# DATA TO PROCESS start

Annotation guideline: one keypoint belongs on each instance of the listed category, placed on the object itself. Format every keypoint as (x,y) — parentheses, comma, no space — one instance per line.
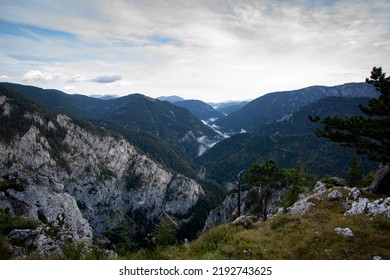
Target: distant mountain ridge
(135,112)
(200,109)
(273,106)
(288,140)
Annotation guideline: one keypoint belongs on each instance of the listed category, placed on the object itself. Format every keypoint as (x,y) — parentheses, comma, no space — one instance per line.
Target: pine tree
(264,176)
(369,135)
(355,173)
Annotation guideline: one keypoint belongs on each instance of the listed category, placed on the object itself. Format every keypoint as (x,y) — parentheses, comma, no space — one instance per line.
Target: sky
(212,50)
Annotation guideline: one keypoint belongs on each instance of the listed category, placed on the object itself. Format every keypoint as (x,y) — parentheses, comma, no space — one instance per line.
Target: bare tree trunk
(380,175)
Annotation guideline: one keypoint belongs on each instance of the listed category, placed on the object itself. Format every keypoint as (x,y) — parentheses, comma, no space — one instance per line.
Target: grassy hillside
(307,236)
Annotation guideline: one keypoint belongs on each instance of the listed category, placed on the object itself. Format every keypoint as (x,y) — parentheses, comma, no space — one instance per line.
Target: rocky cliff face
(75,179)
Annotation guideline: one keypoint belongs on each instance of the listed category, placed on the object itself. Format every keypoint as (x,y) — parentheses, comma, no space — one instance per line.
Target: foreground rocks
(74,180)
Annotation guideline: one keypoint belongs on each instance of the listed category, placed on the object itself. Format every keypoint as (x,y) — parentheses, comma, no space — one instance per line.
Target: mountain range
(273,106)
(149,159)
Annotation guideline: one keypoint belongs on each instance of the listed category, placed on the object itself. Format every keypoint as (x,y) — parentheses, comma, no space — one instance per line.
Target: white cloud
(69,88)
(106,79)
(4,78)
(38,76)
(210,50)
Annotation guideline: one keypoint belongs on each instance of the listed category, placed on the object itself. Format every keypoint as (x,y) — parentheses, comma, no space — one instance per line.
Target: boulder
(358,207)
(347,232)
(335,195)
(354,193)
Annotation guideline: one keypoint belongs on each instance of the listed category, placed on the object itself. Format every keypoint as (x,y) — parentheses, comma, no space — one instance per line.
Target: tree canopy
(369,134)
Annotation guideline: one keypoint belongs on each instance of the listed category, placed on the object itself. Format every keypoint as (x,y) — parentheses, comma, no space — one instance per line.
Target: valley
(110,173)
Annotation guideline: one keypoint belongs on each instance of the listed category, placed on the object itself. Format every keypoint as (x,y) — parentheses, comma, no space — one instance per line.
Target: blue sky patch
(31,31)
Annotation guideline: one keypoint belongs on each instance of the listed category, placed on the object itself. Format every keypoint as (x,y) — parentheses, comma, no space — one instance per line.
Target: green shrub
(165,233)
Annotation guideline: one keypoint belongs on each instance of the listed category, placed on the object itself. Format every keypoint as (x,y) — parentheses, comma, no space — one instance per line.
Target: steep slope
(228,107)
(273,106)
(134,112)
(171,123)
(75,178)
(287,141)
(201,110)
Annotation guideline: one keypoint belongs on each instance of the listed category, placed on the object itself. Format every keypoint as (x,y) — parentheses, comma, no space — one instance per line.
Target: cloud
(38,76)
(70,88)
(4,78)
(198,49)
(106,79)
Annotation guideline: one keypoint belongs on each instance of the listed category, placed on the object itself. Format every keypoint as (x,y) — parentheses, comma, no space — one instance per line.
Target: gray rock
(347,232)
(358,207)
(320,187)
(301,206)
(335,195)
(354,193)
(379,207)
(22,236)
(103,176)
(246,221)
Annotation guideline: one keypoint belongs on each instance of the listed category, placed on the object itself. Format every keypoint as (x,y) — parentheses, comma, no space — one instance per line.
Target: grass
(308,236)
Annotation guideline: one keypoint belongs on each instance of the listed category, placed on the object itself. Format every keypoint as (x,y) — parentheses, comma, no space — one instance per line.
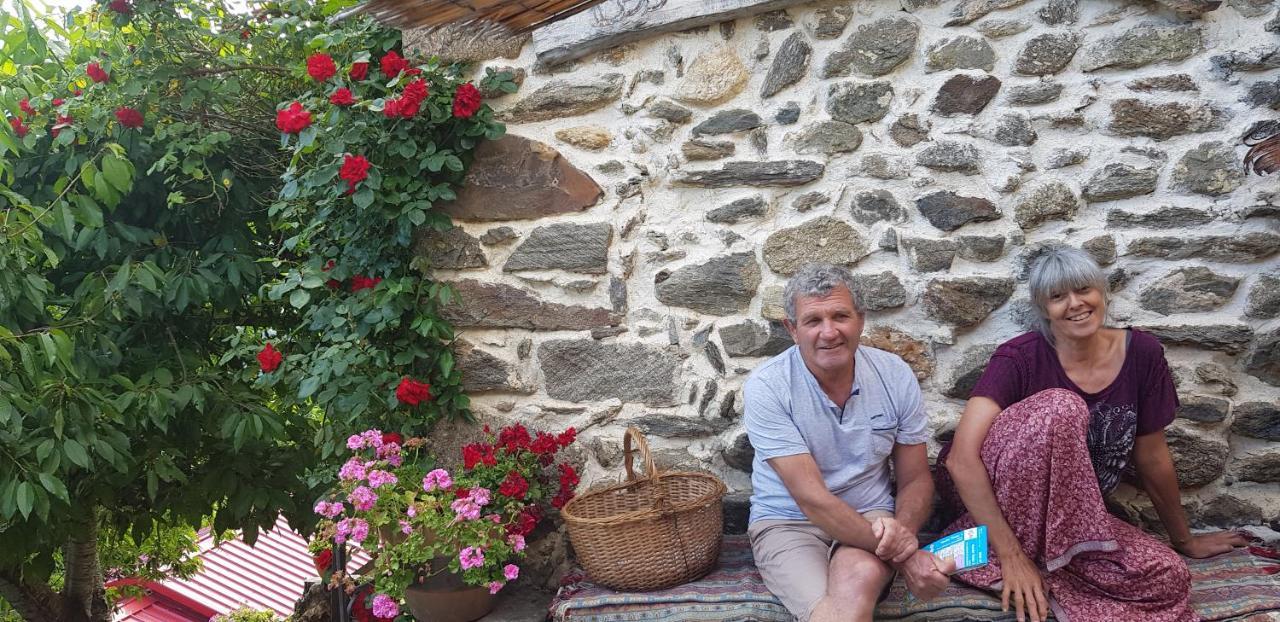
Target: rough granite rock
(1210,169)
(965,301)
(964,94)
(789,65)
(859,101)
(1046,54)
(950,211)
(586,370)
(1048,201)
(721,286)
(873,49)
(561,99)
(824,239)
(1143,45)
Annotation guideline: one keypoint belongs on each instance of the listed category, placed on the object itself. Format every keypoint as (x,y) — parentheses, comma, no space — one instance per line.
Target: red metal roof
(268,576)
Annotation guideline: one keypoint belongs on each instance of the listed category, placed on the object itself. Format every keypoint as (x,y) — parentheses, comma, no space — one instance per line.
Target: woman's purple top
(1139,401)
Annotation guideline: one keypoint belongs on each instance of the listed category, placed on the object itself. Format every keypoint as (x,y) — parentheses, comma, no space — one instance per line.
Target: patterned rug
(1243,585)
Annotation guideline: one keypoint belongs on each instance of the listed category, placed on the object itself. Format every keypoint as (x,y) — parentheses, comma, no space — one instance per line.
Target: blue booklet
(968,548)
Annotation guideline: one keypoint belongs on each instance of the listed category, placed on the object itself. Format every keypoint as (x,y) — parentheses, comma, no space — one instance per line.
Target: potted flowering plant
(443,542)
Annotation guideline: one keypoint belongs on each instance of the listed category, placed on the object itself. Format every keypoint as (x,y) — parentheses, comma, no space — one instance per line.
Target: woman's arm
(1160,480)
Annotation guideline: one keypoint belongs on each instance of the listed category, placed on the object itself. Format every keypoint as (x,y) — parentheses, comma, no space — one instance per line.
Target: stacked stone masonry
(620,257)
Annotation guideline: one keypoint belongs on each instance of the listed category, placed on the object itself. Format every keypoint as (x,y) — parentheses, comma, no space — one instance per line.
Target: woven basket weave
(648,533)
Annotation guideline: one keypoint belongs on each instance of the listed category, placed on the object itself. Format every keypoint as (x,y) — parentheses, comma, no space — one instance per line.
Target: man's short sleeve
(768,421)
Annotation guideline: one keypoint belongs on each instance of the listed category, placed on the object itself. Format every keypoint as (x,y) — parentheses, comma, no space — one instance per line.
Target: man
(824,417)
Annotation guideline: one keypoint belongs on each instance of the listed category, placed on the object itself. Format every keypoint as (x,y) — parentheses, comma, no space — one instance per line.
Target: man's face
(827,329)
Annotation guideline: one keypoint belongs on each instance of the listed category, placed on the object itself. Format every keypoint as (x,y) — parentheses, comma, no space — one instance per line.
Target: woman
(1056,419)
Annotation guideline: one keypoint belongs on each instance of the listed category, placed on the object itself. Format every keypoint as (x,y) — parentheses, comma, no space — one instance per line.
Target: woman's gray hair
(1061,269)
(817,280)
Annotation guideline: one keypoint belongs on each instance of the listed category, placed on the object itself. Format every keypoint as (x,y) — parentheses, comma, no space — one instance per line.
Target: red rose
(392,64)
(128,117)
(342,97)
(411,392)
(96,73)
(320,67)
(292,119)
(269,358)
(466,100)
(323,561)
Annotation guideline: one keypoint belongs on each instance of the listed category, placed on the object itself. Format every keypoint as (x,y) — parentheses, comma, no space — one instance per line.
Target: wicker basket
(648,533)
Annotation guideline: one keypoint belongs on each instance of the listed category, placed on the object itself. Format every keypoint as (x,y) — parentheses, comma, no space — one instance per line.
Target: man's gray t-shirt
(787,414)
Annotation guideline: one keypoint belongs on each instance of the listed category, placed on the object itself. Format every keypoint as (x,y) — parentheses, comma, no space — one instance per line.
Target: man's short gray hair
(1061,269)
(817,280)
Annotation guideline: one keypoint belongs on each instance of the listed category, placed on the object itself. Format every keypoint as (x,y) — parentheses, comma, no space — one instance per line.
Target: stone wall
(621,257)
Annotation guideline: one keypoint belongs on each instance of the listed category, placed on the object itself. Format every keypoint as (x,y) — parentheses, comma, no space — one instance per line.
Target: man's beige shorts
(794,557)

# DATA TO PROCESS end

STATED PROBLEM:
Repeat the material above word for word and skip every image in it.

WRITTEN REPLY:
Annotation guideline: one keypoint belongs on each instance of the listed category, placed on the object itself. Format every keypoint as (x,y) — parentheses, comma, no space — one instance per line.
Target: distant mountain ridge
(135,112)
(200,109)
(273,106)
(288,140)
Annotation guideline: one keypoint belongs on each instance of the listed category, placed on the object itself. Format every keypoint as (x,y) — parentheses, comma, no space — one instance per line.
Target: pine tree
(264,176)
(369,135)
(355,173)
Annotation guideline: one keypoint belongs on each instance of the listed category, placed on the object itself. Format every keypoint as (x,y) — parentheses, comma, no space — one instance per line.
Target: sky
(212,50)
Annotation guideline: one keypoint belongs on each instance of the listed category, placed on the object itself. Format every keypoint as (x,y) — parentheses, comma, no space — one instance per line.
Target: bare tree trunk
(380,175)
Annotation guideline: one keypoint belongs on each instance of the listed category, placed on the object itself. Format every keypoint as (x,y) — parentheses, comma, no space — one instance per line.
Target: grassy hillside
(307,236)
Annotation guideline: one keypoint belongs on each instance of the listed category, placed on the object itself. Format every keypoint as (x,y) — parentheses, comma, no space — one instance per line.
Target: rocky cliff face
(75,179)
Annotation guideline: one keypoint belongs on each instance of the listed category, placed on the object itself. Format every keypoint as (x,y) — parentheses, comma, no space — one instance per line.
Target: foreground rocks
(74,180)
Annotation guideline: one keypoint belongs on each instance of the listed category, placed on the object itself. Format every keypoint as (x,y) — parentheses, comma, no space — one instance per line.
Target: mountain range
(273,106)
(149,159)
Annotation guideline: one keypoint belongs on each instance of the listed category, placed on the object itself. Format every keypoint as (x,y) — parentheses, comma, no space — one instance per line.
Target: white cloud
(69,88)
(106,79)
(4,78)
(38,76)
(210,50)
Annotation guideline: one keypoint belongs on each instance of the listed category, placed on the object itself. Format every keypoint as (x,y) — parentheses, comma, no space — one instance per line.
Target: boulder
(358,207)
(347,232)
(335,195)
(354,193)
Annotation guideline: one keypoint belongs on each instance of the listed category, placed on the object itself. Format every keypoint as (x,y) — parentheses, comma, no space — one instance per line.
Target: tree canopy
(369,134)
Annotation guideline: one keypoint belongs on each instance of the listed category, placed on the object itself. Format every keypoint as (x,y) — parentheses, comma, no space — one instance per line.
Target: valley
(110,173)
Annotation guideline: one keypoint belongs on each instance of the listed category, placed on the object itself. Format every keypoint as (x,y) — parentheses, comma, no space — one instance per line.
Target: blue sky patch
(31,31)
Annotation guideline: one keypoint belongs on each instance of the listed category, placed on the object itself. Format every keypoint as (x,y) — parentheses, comma, no space — one instance per line.
Target: green shrub
(165,233)
Annotation guideline: one keypoint belongs on each instance of the listed category, placed on the object itself. Format every keypoint as (x,y) — parentheses, comma, no space — one instance per line.
Target: steep slope
(228,107)
(273,106)
(134,112)
(171,123)
(75,178)
(287,141)
(201,110)
Annotation guideline: one keypoint belongs on each instance of the listed category, placed on the object itself. Format every keypoint as (x,y) — parentheses, comma, no space — one instance per line.
Target: cloud
(38,76)
(70,88)
(4,78)
(198,49)
(106,79)
Annotation guideline: one keypoint belongs on each instance of the listed category, placed on the object itself. Format every keypoint as (x,y) — parentheses, comma, no space — one instance per line.
Target: gray rock
(347,232)
(358,207)
(320,187)
(301,206)
(335,195)
(354,193)
(379,207)
(22,236)
(103,176)
(246,221)
Annotation guideline: one keypoint belongs on each instance of the listed category, placed on the object itself. Format every keypoint as (x,y) — parentheses, comma, no space — one instance per line.
Target: grass
(308,236)
Annotation guideline: one keypoint belongs on each instance of the listed category, placed on the object itself. Format every keypoint as (x,y) — parentheses, comma, no space — one instance per line.
Target: rough granite rock
(1210,169)
(965,301)
(964,94)
(789,65)
(859,101)
(1046,54)
(950,211)
(586,370)
(1048,201)
(721,286)
(873,49)
(561,99)
(824,239)
(1143,45)
Annotation guideline: one keypoint belongs on each instance of the listed category, placed on the object itself. Format every keypoint as (x,y) — parentheses, comma, no space — one instance per line.
Target: red metal roof
(268,576)
Annotation guideline: one keypoint belongs on each instance of the listed category, placed on the object itself. Format every keypoint as (x,y) — parentheses, comma, no space — one instance per line.
Target: woman's purple top
(1139,401)
Annotation guideline: one keypoint belongs on each instance of the listed category, placed on the object itself. Format every keypoint as (x,y) — parentheses, comma, no space — one instance per line.
Target: patterned rug
(1243,585)
Annotation guideline: one keypoint belongs on each instance of the listed category, placed on the object itself. Format every keypoint as (x,y) — parentheses, comma, no space — one instance per line.
Target: blue booklet
(968,548)
Annotation guideline: one keypoint belongs on each instance of the listed category, placed on the object itself. Format every keypoint as (x,y) — parentheses, comma, no space — one instance per line.
Target: potted flowering plant
(443,542)
Annotation guideline: one keypoint belongs on each instance of the listed category, placed on the object itself. Format every keypoint as (x,y) — parentheses, comma, no space — one instance per line.
Target: woman's arm
(1160,480)
Annotation guideline: one keypoint belongs on each instance of the listed category, placed on the object itself. Format every keypoint as (x,y) — parentheses, comma, no space — one instance per line.
Target: stacked stone masonry
(620,257)
Annotation guideline: one keypoint belongs on each instance of the listed category, placed on the object itself. Format every keypoint as (x,y) — parentheses, comma, no space — one instance per line.
Target: woven basket weave
(648,533)
Annotation guideline: one keypoint belongs on each instance of the listed category, placed on the object itself. Format every keypoint as (x,y) — parentheses, comma, no space — one instance per line.
Target: man's short sleeve
(768,421)
Annotation guideline: one keypoint belongs on each instance of the listed category, placed on the object itself. Format every keypoint as (x,y) — parentheses, comma, no space — one instance per line.
Target: man
(824,417)
Annotation guideline: one keypoint belongs on each instance of the listed category, placed on the object itself. Format every keypoint as (x,y) — parentheses, comma, no space — one instance per line.
Target: man's face
(827,329)
Annotation guideline: one keypoint belongs on each instance of the listed category, placed on the object itself. Format every keypoint as (x,y) — parentheses, comma, no space — one instance per line.
Target: woman
(1056,419)
Annotation guideline: one keypoint belongs on each instance of the listed category, placed on the object itself. Format every keypoint as (x,y) — parentheses, comma, no space — one instance per line.
Target: woman's gray hair
(1061,269)
(817,280)
Annotation guideline: one keypoint belongs on each instance of the listed category, placed on the object itself. Format every keypoint as (x,y) — parentheses, comma, no space — one instance per line.
Target: red rose
(392,64)
(128,117)
(342,97)
(411,392)
(96,73)
(320,67)
(292,119)
(269,358)
(466,100)
(323,561)
Annotation guideline: one keypoint belongs on each instance of the listed category, placed on the object itself. Format every keypoint as (x,y) — parentheses, comma, no space — one instance per line.
Target: wicker basket
(648,533)
Annotation guideline: one keypoint belongs on each instance of the listed category, placed on the object itself. Format every keypoint as (x,y) — parentheses, comma, no space — one instance per line.
Target: man's gray t-shirt
(787,414)
Annotation guideline: one keypoint belongs on each instance of the listed category, placed on the object itself. Format every keypoint as (x,y) — parentheses, comma, no space — one instance per line.
Target: man's short gray hair
(1061,269)
(817,280)
Annotation guideline: one keypoint belongs on each instance of the listed category, placed on the object itself. Format every keypoint as (x,y) — parentheses, comma, no space — one instance per line.
Target: stone wall
(621,257)
Annotation guideline: one keypoint belongs on each instance of the listed category, placed on the object itself. Format every keypoint as (x,y) — parentheses, comma, no space — one instance per line.
Target: man's beige shorts
(794,557)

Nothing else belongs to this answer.